*GOAL OF THE EXERCISE*:
The entries are to be duplicated exactly, with nothing left out.

───── AVAILABLE DATA

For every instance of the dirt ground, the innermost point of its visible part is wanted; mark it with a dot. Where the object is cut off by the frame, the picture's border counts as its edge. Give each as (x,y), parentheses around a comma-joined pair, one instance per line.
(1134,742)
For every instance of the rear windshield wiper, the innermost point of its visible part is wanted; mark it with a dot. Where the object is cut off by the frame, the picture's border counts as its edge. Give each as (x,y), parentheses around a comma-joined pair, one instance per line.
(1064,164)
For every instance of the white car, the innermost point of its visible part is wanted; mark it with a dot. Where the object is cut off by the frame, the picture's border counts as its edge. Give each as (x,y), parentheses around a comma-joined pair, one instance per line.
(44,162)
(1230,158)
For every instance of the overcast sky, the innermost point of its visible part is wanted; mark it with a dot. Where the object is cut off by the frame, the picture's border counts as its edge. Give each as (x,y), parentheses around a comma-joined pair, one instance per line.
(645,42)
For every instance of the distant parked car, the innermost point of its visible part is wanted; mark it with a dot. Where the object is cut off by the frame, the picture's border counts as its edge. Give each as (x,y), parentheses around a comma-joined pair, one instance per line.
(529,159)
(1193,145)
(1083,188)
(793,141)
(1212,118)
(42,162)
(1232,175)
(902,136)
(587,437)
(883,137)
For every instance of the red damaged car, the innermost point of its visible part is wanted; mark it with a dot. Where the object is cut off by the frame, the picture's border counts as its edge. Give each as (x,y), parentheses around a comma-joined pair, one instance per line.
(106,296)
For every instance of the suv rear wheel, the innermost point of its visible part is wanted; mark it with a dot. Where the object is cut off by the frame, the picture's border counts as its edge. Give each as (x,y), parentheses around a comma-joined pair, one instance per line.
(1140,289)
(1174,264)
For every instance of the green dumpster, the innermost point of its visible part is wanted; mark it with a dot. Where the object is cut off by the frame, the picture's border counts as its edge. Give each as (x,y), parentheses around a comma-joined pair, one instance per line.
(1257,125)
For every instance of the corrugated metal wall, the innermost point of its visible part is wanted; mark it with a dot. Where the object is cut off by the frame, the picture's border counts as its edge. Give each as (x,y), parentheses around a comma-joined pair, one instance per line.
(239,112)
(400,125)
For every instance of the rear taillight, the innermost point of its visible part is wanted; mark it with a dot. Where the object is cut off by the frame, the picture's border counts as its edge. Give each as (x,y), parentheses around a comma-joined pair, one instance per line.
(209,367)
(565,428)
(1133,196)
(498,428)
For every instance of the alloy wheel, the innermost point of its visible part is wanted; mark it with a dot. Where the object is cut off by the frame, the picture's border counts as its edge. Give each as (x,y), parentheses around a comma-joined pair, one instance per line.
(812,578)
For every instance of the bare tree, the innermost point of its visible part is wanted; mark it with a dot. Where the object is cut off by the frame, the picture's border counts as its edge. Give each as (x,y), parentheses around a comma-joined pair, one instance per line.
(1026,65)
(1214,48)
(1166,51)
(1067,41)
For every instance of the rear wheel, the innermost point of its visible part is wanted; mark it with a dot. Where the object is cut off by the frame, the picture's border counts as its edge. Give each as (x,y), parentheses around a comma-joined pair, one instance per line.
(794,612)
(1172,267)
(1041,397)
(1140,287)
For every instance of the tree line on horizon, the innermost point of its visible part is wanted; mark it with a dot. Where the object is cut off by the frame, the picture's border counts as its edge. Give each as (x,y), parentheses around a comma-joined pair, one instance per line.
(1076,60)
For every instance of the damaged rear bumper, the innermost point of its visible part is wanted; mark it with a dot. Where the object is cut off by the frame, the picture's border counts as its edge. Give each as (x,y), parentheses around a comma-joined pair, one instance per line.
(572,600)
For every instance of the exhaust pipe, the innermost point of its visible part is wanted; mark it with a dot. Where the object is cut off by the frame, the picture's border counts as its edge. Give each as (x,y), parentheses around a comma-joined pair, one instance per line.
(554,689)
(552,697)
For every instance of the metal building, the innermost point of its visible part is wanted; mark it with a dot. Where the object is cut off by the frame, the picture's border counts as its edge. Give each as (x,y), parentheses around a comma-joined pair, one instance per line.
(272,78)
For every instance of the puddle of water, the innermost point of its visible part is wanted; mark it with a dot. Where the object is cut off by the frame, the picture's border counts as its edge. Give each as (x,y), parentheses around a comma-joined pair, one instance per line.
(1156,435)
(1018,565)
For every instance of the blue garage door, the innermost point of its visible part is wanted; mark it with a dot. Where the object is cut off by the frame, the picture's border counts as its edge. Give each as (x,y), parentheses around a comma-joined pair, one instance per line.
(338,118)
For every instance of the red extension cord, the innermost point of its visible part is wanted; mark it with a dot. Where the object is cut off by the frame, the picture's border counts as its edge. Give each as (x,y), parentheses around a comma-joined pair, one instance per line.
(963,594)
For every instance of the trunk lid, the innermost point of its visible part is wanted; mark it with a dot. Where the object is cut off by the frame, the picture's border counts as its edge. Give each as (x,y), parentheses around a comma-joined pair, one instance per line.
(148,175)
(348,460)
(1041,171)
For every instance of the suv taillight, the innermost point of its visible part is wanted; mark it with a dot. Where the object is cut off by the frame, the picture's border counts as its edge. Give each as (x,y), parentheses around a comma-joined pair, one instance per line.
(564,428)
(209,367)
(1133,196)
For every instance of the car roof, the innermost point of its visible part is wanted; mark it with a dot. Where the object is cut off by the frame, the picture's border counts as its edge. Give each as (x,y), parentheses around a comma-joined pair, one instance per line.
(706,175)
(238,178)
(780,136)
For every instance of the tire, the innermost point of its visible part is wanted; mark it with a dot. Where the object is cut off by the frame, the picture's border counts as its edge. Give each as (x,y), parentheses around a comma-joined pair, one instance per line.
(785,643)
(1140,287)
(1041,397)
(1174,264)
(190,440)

──────────

*FINAL ANSWER*:
For every instance of the dirt ground, the innermost point of its visible part is wanted; mark it with a dot. Where the object is cut off by the frame, the picture's border counts as its edge. Give each as (x,y), parentheses around a comma-joined pair, one instance per line.
(1134,742)
For every instance of the rear windshield wiper, the innermost point of its visible part is wanted; mark it with a dot. Where the object is cut off by the frame, the picture's border counts as its edge. Give each as (x,y), parentheses around a comma-joined pair, one instance per line.
(1064,164)
For every instance of the white car, the innermost point of its visible part is wanted; mark it with a dot. Where the object is cut off by the frame, the picture's border counts as its edge. Give each as (x,y), parentheses around a comma-joined pair, one instance per line.
(44,162)
(1230,158)
For every instance of the overcast sky, the innermost point of its visible part is wanted; mark it with a dot. Where the object is cut off by the frame, the picture's border counts as its edge. Give each as (x,y), parentheses around a comma-joined pair, one instance per line.
(645,42)
For every instance of the distant parked car, the innermost point of its visible part is wanted; mark it with a dot. Where the object is cut off by the frame, the picture's border counts as its edge. Give each as (x,y), parentheses around a comma-joined pair, one instance per line.
(529,159)
(1193,145)
(1083,188)
(793,141)
(1212,118)
(42,162)
(1232,175)
(902,136)
(587,437)
(883,137)
For every instance of the red damaged car, the innermost point of its visible part is wanted; mark it with a dot. Where the object is cut off by the frame, the picture's border counts as its edge. Give each as (x,y), parentheses around a comma-joined pair, one instance per line.
(106,296)
For every instance of the suv rear wheel, the innermost point of its visible part is wanted; mark it with a dot. Where the object is cut off by the frame, the picture's border counts as its edge. Give each as (x,y), parentheses around a comma-joined pair, one instance per line.
(1140,289)
(1174,264)
For every instance of the green dumpster, the innermost point of its visible part is wanted; mark it with a dot. Where the object is cut off by the frame, the picture's border counts as its edge. Give each as (x,y), parentheses around a comma-joined pair, one instance per line.
(1257,125)
For every instance of the corrugated metal wall, the innermost point of its visible part is wanted; mark it with a dot. Where the object is cut off by the frame, the picture's border counts as its edge. Give each as (x,y), parentheses around a comma-joined pair, one instance per line.
(239,112)
(400,125)
For every instance of the rear taillight, the innermost point of its visible part is wanted; mark it with a dot. Where the object is cut off by the frame, the picture's border counts as its edge. Give each as (x,y), parentheses around a comma-joined pair, one instance per line.
(209,367)
(565,428)
(1133,196)
(498,428)
For every instance of the alloy wheel, the innermost point of its visible part is wanted; mark it with a dot. Where the object is cut off by the frame, the picture's border counts as its edge. Give each as (x,y), parentheses around a comma-joined pair, one instance per line.
(812,578)
For every instance of the bare tree, the innermost point of its visible part is wanted; mark it with a dot. Where the object is cut off by the frame, the picture's border counts as its edge. Give each as (x,y), parentheses around a comma-joined pair, one instance per line.
(1026,65)
(1214,48)
(1166,51)
(1067,41)
For every instance of the rear wheel, the innermost point of its visible part is wanted; mark it with a dot. Where the object is cut off by the frame, the picture's border counts as its edge. Give each as (x,y), parentheses around a comma-joined pair, one instance per line.
(794,612)
(1172,267)
(1041,397)
(1140,287)
For every instance of the tree line on horizon, the innermost point of its visible part is wanted; mark it with a dot. Where the object is cut off by the frame, the picture's border counts as its edge. Give each as (x,y), parentheses around a comma-joined pair, one instance per line.
(1076,60)
For every instance of the damaged rear bumper, the innermost point of its visible part is wanted; mark it with a dot. Where the object is cut off by the frame, the picture's border counts as its edge. Give each as (x,y), parentheses around a comma-joined pair, one instance per line.
(572,600)
For every instance of the exhaust pipe, the innermost point of its visible part is wanted; mark it with a dot. Where the object is cut off by the frame, the picture's border counts as its edge. Give each as (x,y), parentheses around a comma-joined pair, one instance per line.
(554,689)
(552,697)
For every instance of the metal building, the innermost point of its visible part is wanted; mark it with a dot. Where the object is cut off by the frame, the picture's border counts as its edge. Give each as (x,y), parentheses around a comma-joined pair, one instance per line.
(272,78)
For every instance of the puddle of water, the innermost point of its visible part is wanted; mark it with a dot. Where the object is cut off by the frame, the picture's border counts as its edge. Give each as (x,y), parentheses around a comma-joined pair, one instance per line.
(1156,435)
(1018,565)
For every instance of the blue garage door, the innermost point of its visible part is wanted; mark it with a dot. Where the object is cut off by the frame, the picture's border counts as its edge. Give each as (x,y), parentheses around a comma-joined pair, one instance per line.
(338,118)
For every instance of the red extension cord, the innermost point of its visible part is wanted; mark it with a dot. Where the object is cut off by the frame, the picture's border counts as its edge. Give each as (x,y), parentheses around a comma-joined pair, one instance per line.
(963,594)
For every instance of the trunk lid, the innermost point of its visible part is wanted; mark it with a dot. Where the object is cut off by the frame, the picture's border counts as its edge. Give each as (x,y), parentheses around a comma-joined pair, one instance per line.
(148,175)
(348,460)
(1041,171)
For every instance of the suv taillight, the innermost point of its visible part is wanted; mark it with a dot. Where the object is cut off by the frame, the picture's border counts as its edge. Give each as (x,y), parentheses around a comma-joined pair, one instance per line.
(564,428)
(209,367)
(1133,196)
For every instance of the car roof, the innermost point of its visible part is wanted; mark it with a dot. Where the object is cut off by the frame, the picture's border counts as its edge. Give each as (x,y), parentheses around a comma-joined pair, one instance per line.
(706,175)
(238,178)
(780,136)
For every instance of the tire, the innermost point of its visible part is wanted; mark it with a dot. Where the object is cut off by the frame, the picture's border counts as its edge. Give each as (x,y), parentheses around a comma-joined pair, one instance per line.
(785,643)
(1140,287)
(1041,397)
(1174,264)
(190,440)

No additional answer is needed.